Reproduce each of the rows below verbatim, leaving the pictures out of your answer.

=== Records for processing ===
* Begin *
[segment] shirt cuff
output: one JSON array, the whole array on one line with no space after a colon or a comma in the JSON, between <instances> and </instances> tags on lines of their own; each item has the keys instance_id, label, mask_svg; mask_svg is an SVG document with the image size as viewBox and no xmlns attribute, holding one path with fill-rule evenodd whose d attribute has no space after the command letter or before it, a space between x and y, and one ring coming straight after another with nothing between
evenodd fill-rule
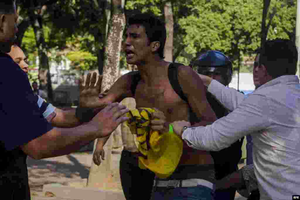
<instances>
[{"instance_id":1,"label":"shirt cuff","mask_svg":"<svg viewBox=\"0 0 300 200\"><path fill-rule=\"evenodd\" d=\"M200 130L196 130L196 128L199 129L201 128L205 129L204 127L191 127L188 128L184 130L181 137L188 146L194 149L204 150L202 147L200 145L200 142L199 142L200 141L202 141L201 137L203 134L201 134L201 133L197 133L198 132L200 132ZM196 136L196 134L197 134ZM197 141L195 141L196 139ZM196 143L197 144L196 145Z\"/></svg>"}]
</instances>

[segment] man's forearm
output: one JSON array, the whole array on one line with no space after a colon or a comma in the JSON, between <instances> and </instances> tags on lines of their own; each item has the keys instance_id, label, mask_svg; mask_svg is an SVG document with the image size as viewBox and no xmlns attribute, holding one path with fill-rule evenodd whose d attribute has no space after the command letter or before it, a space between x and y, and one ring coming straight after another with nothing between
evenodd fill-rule
<instances>
[{"instance_id":1,"label":"man's forearm","mask_svg":"<svg viewBox=\"0 0 300 200\"><path fill-rule=\"evenodd\" d=\"M88 124L75 128L55 128L23 146L26 153L35 159L74 152L97 138L98 131Z\"/></svg>"},{"instance_id":2,"label":"man's forearm","mask_svg":"<svg viewBox=\"0 0 300 200\"><path fill-rule=\"evenodd\" d=\"M99 147L103 147L110 138L110 136L105 138L98 138L97 140L97 145Z\"/></svg>"},{"instance_id":3,"label":"man's forearm","mask_svg":"<svg viewBox=\"0 0 300 200\"><path fill-rule=\"evenodd\" d=\"M61 128L74 127L81 124L76 117L76 109L63 110L56 108L55 112L56 115L51 121L53 126Z\"/></svg>"},{"instance_id":4,"label":"man's forearm","mask_svg":"<svg viewBox=\"0 0 300 200\"><path fill-rule=\"evenodd\" d=\"M241 103L245 97L236 89L225 86L215 80L212 81L209 85L208 91L225 107L232 111Z\"/></svg>"}]
</instances>

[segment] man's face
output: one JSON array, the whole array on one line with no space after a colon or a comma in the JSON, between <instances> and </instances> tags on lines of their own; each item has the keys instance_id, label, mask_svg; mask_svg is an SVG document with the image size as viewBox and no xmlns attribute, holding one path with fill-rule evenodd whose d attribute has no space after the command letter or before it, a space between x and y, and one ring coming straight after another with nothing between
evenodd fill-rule
<instances>
[{"instance_id":1,"label":"man's face","mask_svg":"<svg viewBox=\"0 0 300 200\"><path fill-rule=\"evenodd\" d=\"M138 24L131 25L127 28L126 35L124 50L127 63L139 65L145 62L152 53L145 27Z\"/></svg>"},{"instance_id":2,"label":"man's face","mask_svg":"<svg viewBox=\"0 0 300 200\"><path fill-rule=\"evenodd\" d=\"M3 14L0 16L0 49L3 52L8 53L16 38L16 34L18 32L16 23L18 15L14 4L13 13Z\"/></svg>"},{"instance_id":3,"label":"man's face","mask_svg":"<svg viewBox=\"0 0 300 200\"><path fill-rule=\"evenodd\" d=\"M257 55L253 65L253 82L256 88L259 87L266 82L265 72L263 70L262 65L259 64L260 56L260 54Z\"/></svg>"},{"instance_id":4,"label":"man's face","mask_svg":"<svg viewBox=\"0 0 300 200\"><path fill-rule=\"evenodd\" d=\"M11 57L14 61L19 65L25 73L28 73L27 58L20 47L16 46L13 46L11 47L10 52L8 54Z\"/></svg>"}]
</instances>

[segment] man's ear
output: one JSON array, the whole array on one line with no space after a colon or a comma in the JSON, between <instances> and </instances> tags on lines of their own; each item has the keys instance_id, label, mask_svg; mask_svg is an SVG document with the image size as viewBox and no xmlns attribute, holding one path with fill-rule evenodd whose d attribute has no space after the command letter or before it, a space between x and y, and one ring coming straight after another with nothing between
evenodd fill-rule
<instances>
[{"instance_id":1,"label":"man's ear","mask_svg":"<svg viewBox=\"0 0 300 200\"><path fill-rule=\"evenodd\" d=\"M269 79L270 78L272 79L272 77L269 74L269 73L268 73L268 71L267 70L267 68L266 68L265 65L261 64L260 64L260 67L261 67L261 70L263 72L264 74L265 74L265 76L266 78L268 79Z\"/></svg>"},{"instance_id":2,"label":"man's ear","mask_svg":"<svg viewBox=\"0 0 300 200\"><path fill-rule=\"evenodd\" d=\"M158 50L159 47L160 46L160 43L159 41L154 41L151 43L151 51L152 52L154 52Z\"/></svg>"}]
</instances>

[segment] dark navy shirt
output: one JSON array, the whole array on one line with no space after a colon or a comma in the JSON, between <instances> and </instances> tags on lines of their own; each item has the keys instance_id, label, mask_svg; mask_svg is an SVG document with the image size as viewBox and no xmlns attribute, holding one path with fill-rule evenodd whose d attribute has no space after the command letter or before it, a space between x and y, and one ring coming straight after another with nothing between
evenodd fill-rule
<instances>
[{"instance_id":1,"label":"dark navy shirt","mask_svg":"<svg viewBox=\"0 0 300 200\"><path fill-rule=\"evenodd\" d=\"M51 130L27 75L8 55L0 52L0 140L10 151Z\"/></svg>"}]
</instances>

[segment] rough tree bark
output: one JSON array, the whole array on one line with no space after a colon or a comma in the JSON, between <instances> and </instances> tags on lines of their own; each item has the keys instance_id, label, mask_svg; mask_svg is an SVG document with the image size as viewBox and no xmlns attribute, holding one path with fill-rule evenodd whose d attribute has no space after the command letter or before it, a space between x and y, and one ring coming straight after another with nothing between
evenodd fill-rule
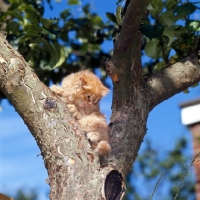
* End *
=== Exercise solution ===
[segment] shirt cuff
output: one JSON array, the whole array on one line with no space after a colon or a comma in the JSON, between <instances> and </instances> tags on lines of their own; each item has the keys instance_id, label, mask_svg; mask_svg is an SVG document with the image size as viewBox and no xmlns attribute, holding one path with fill-rule evenodd whose d attribute has no space after the command letter or before it, a space between x and y, and one ring coming straight after another with nothing between
evenodd fill-rule
<instances>
[{"instance_id":1,"label":"shirt cuff","mask_svg":"<svg viewBox=\"0 0 300 200\"><path fill-rule=\"evenodd\" d=\"M200 130L196 130L196 128L199 129L201 128L205 129L204 127L191 127L188 128L184 130L181 137L188 146L194 149L204 150L202 147L200 145L200 142L199 142L200 141L202 141L201 137L203 134L201 134L201 133L197 133L198 132L200 132ZM196 136L196 134L197 134ZM197 141L195 141L196 139ZM196 143L197 144L196 145Z\"/></svg>"}]
</instances>

[segment] man's forearm
output: one JSON array, the whole array on one line with no space after a colon or a comma in the JSON, between <instances> and </instances> tags on lines of their own; each item has the keys instance_id, label, mask_svg; mask_svg is an SVG document with the image size as viewBox and no xmlns attribute, holding one path with fill-rule evenodd whose d attribute has no space after the command letter or before it, a space between x and y, and one ring coming straight after another with nothing between
evenodd fill-rule
<instances>
[{"instance_id":1,"label":"man's forearm","mask_svg":"<svg viewBox=\"0 0 300 200\"><path fill-rule=\"evenodd\" d=\"M88 124L75 128L55 128L23 146L26 153L35 159L74 152L97 138L98 131Z\"/></svg>"},{"instance_id":2,"label":"man's forearm","mask_svg":"<svg viewBox=\"0 0 300 200\"><path fill-rule=\"evenodd\" d=\"M99 147L103 147L110 138L110 136L105 138L98 138L97 140L97 145Z\"/></svg>"},{"instance_id":3,"label":"man's forearm","mask_svg":"<svg viewBox=\"0 0 300 200\"><path fill-rule=\"evenodd\" d=\"M61 128L74 127L81 124L76 117L76 109L63 110L56 108L55 112L56 115L51 121L53 126Z\"/></svg>"},{"instance_id":4,"label":"man's forearm","mask_svg":"<svg viewBox=\"0 0 300 200\"><path fill-rule=\"evenodd\" d=\"M241 103L245 97L236 89L225 86L215 80L212 81L209 85L208 91L225 107L232 111Z\"/></svg>"}]
</instances>

[segment] man's face
output: one JSON array, the whole array on one line with no space after a colon or a comma in the JSON, between <instances> and </instances> tags on lines of their own; each item has the keys instance_id, label, mask_svg; mask_svg is an SVG document with the image size as viewBox and no xmlns attribute, holding one path with fill-rule evenodd whose d attribute has no space after the command letter or before it, a space between x and y, and one ring coming straight after another with nothing between
evenodd fill-rule
<instances>
[{"instance_id":1,"label":"man's face","mask_svg":"<svg viewBox=\"0 0 300 200\"><path fill-rule=\"evenodd\" d=\"M138 24L131 25L127 28L126 35L124 50L127 63L139 65L145 62L152 53L145 27Z\"/></svg>"},{"instance_id":2,"label":"man's face","mask_svg":"<svg viewBox=\"0 0 300 200\"><path fill-rule=\"evenodd\" d=\"M3 14L0 16L0 49L3 52L8 53L16 38L16 34L18 32L16 23L18 15L14 4L13 13Z\"/></svg>"},{"instance_id":3,"label":"man's face","mask_svg":"<svg viewBox=\"0 0 300 200\"><path fill-rule=\"evenodd\" d=\"M257 55L253 65L253 82L256 88L259 87L266 82L265 72L263 70L262 65L259 64L260 56L260 54Z\"/></svg>"},{"instance_id":4,"label":"man's face","mask_svg":"<svg viewBox=\"0 0 300 200\"><path fill-rule=\"evenodd\" d=\"M11 57L14 61L19 65L25 73L28 73L27 58L20 47L16 46L13 46L11 47L10 52L8 54Z\"/></svg>"}]
</instances>

[segment] man's ear
output: one JSON array, the whole array on one line with no space after a colon or a comma in the JSON, between <instances> and </instances> tags on lines of their own; each item has the keys instance_id, label, mask_svg; mask_svg is an SVG document with the image size as viewBox and no xmlns attribute, holding one path with fill-rule evenodd whose d attribute has no space after the command letter or before it, a space between x and y, and one ring coming straight after another with nothing between
evenodd fill-rule
<instances>
[{"instance_id":1,"label":"man's ear","mask_svg":"<svg viewBox=\"0 0 300 200\"><path fill-rule=\"evenodd\" d=\"M269 79L270 78L272 79L272 77L269 74L269 73L268 73L268 71L267 70L267 68L266 68L265 65L261 64L260 64L260 67L261 67L261 70L263 72L264 74L265 74L265 76L266 78L268 79Z\"/></svg>"},{"instance_id":2,"label":"man's ear","mask_svg":"<svg viewBox=\"0 0 300 200\"><path fill-rule=\"evenodd\" d=\"M158 50L159 47L160 46L160 43L159 41L154 41L151 43L151 51L152 52L154 52Z\"/></svg>"}]
</instances>

[segment] dark navy shirt
output: one JSON array, the whole array on one line with no space after a colon or a comma in the JSON, between <instances> and </instances> tags on lines of their own; each item has the keys instance_id, label, mask_svg; mask_svg is an SVG document with the image size as viewBox and no xmlns attribute, holding one path with fill-rule evenodd whose d attribute has no space after the command letter or before it, a space between x and y, and one ring coming straight after another with nothing between
evenodd fill-rule
<instances>
[{"instance_id":1,"label":"dark navy shirt","mask_svg":"<svg viewBox=\"0 0 300 200\"><path fill-rule=\"evenodd\" d=\"M51 130L27 75L8 55L0 52L0 140L10 151Z\"/></svg>"}]
</instances>

[segment] rough tree bark
output: one JSON array, the whole array on one line with no space after a colon or a comma in the JSON, between <instances> and </instances> tags on lines of their own; each item has the keys instance_id, label, mask_svg; mask_svg is an SVG document with the image size as viewBox and no xmlns attribute, holding one path with fill-rule evenodd whose d attribute has no space after the command letter or before it, a space between x and y, and one ring coming straight after another with nothing between
evenodd fill-rule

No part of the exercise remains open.